Описание задания. Перепишите фрагмент текста от слов «Часто: во-от... Горячим» до слов «никого. Не поспел.» включительно, поменяв «тюрьмах» на «острогах».

Текст.

________________

Никогда не видела его удивленным. Слыша цифру раздавленных в Америке
автомобилями, - столько-то сот тысяч, кажется, - повел усами:
- Немного.
И утомленный, сухой, от себя (?) самозащищающийся глазок из-под брови.
Горд. [228]
Когда я прочла ему свое (вещь, по существу, не могшую ему не
понравиться и - в меру, конечно, потому что все в опыте жизни в меру - не
взволновать), я закрыла тетрадь с этим терпким, стесняющимся и просящим
пощады словечком все (сердце колотилось, в висках стучало), - он начал мне
свой ответ так:
- Д-да... тут в одном месте у вас не поставлен союз. (Потом он сказал
вещи дружественные, похвальные, неповторимые по тонкости внимания, но начать
он позволил себе, т.е. вменил в обязанность, именно так.)

==========
Суховатость к рисунку брошенных перед ним карт. Все кроет козырем. Нет,
нисколько не сентиментален, как о нем говорил кто-то. Рассказ о том, что он
будто бы заплакал, публично читая вслух Страсти-Мордасти, - ложь.
Через неделю отъезд. И хочется набросать несколько наблюдений.
Очень редко смеется. Улыбается часто. Улыбка - обаятельная, молодая. А
смех - добрый, нежный, стариковский.
Постоянные слова: полагаю, сделайте ваше одолжение, пожалуйста. (Да
сколько угодно, пожалуйста! Да какие хотите, пожалуйста! Почему нет? Да,
пожалуйста!)
И от глухого голоса выходит пуж-а-ал...
Часто: во-от... Горячим улыбнувшимся шепотом: замечате-а-льно...
(слышно, как меча-а-...) Это не слова. Это горячий ветер у губ. И прикроет
на миг веки.
Говорит не умер, а помер. О не грубо, не настойчиво, а - гулкостью
голоса.
Кажный, Бе`рлин, с людями, озорни`чает.

==========
Вечером в рассказе о ком-то:
- Женщина дикой красоты.
- Да, эта женщина предсказала мне, что буду сидеть в тюрьмах. Пять раз
сидел. И что человека убью. Не убивал я еще никого. Не поспел.

==========
Играя в убегание от Марфииой игрушечной кошки, прячется: [229]
- Кошкими меня затравили...
А Марфа требовала, чтобы Де`дука - sitzen** и снова травила его.

==========
Не любит сладкого.
Каждый день за обедом радостно отказывается от какого-нибудь блюда:
- Нет, Тимоша: не удастся вам меня покормить... (Страшно мил,
кристально чист в обиходе, в сношениях с окружающими.)

________________

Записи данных
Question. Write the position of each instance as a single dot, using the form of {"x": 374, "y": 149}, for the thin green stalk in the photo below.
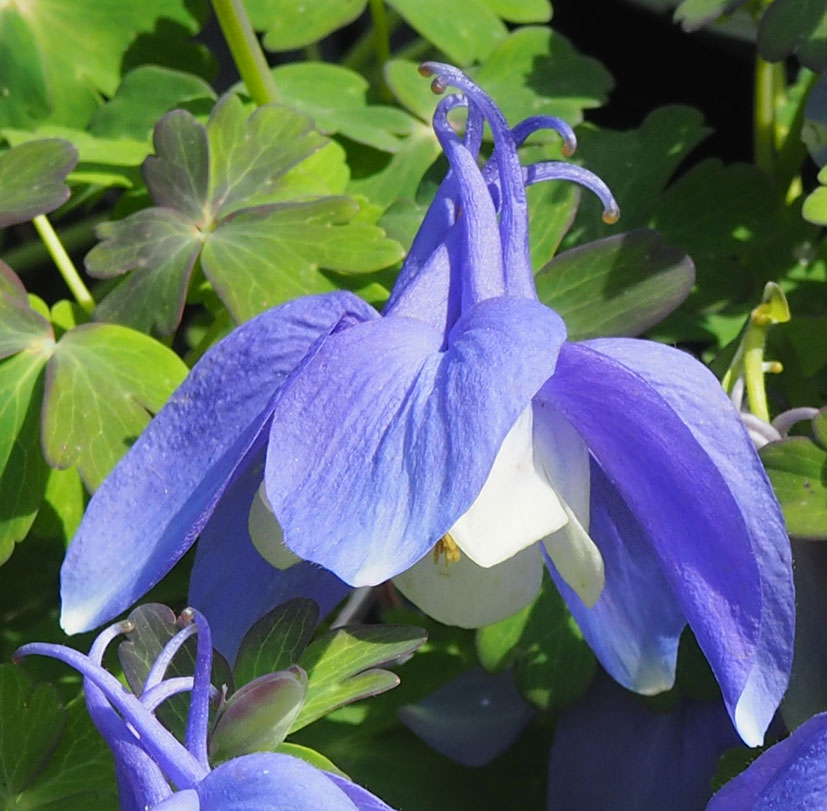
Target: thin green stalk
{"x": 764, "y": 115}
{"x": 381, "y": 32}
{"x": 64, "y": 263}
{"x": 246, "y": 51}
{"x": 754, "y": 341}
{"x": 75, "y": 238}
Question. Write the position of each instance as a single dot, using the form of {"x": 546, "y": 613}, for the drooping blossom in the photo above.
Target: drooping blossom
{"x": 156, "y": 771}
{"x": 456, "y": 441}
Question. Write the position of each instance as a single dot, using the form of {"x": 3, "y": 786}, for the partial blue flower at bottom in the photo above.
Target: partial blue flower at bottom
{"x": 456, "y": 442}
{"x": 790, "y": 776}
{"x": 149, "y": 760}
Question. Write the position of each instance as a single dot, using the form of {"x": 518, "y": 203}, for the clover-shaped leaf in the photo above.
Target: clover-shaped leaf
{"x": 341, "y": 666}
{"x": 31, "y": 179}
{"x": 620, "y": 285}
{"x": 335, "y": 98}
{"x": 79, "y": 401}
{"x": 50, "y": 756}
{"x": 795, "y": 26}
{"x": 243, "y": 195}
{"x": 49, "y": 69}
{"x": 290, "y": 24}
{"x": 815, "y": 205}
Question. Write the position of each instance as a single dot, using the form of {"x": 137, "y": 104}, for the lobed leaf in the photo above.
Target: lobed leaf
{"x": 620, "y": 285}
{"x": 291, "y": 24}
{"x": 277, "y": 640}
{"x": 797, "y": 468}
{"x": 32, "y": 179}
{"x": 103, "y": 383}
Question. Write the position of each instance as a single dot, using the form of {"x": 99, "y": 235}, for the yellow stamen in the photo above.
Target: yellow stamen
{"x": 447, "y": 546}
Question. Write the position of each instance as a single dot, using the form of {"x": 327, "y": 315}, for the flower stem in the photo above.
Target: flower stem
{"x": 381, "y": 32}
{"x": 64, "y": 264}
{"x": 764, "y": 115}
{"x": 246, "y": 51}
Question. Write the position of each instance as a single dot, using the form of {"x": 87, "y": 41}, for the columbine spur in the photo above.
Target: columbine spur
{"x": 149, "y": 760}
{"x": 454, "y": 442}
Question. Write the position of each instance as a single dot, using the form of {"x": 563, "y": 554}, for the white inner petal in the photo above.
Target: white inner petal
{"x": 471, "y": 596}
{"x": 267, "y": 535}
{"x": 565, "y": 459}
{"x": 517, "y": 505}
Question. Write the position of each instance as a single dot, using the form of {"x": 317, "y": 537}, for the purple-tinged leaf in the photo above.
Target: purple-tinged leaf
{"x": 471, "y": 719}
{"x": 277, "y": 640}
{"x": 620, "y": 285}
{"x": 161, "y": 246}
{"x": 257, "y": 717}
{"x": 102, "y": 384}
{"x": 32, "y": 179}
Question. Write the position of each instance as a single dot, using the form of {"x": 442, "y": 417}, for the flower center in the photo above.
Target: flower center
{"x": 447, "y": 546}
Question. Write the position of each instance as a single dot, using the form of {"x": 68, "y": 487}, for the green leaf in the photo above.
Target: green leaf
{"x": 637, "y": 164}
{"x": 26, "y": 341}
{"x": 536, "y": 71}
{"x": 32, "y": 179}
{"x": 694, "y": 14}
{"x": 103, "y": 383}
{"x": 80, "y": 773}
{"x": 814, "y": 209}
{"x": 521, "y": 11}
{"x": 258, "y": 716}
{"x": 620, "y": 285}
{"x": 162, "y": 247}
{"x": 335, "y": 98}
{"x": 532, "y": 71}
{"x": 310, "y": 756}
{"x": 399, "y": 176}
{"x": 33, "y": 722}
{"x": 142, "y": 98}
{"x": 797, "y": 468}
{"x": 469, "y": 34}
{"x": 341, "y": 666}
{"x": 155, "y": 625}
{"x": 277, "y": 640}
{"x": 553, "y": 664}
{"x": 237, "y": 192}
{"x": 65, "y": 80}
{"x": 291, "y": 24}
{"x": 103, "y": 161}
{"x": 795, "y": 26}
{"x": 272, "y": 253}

________________

Ответ.
Часто: во-от... Горячим улыбнувшимся шепотом: замечате-а-льно...
(слышно, как меча-а-...) Это не слова. Это горячий ветер у губ. И прикроет
на миг веки.
Говорит не умер, а помер. О не грубо, не настойчиво, а - гулкостью
голоса.
Кажный, Бе`рлин, с людями, озорни`чает.

==========
Вечером в рассказе о ком-то:
- Женщина дикой красоты.
- Да, эта женщина предсказала мне, что буду сидеть в острогах. Пять раз
сидел. И что человека убью. Не убивал я еще никого. Не поспел.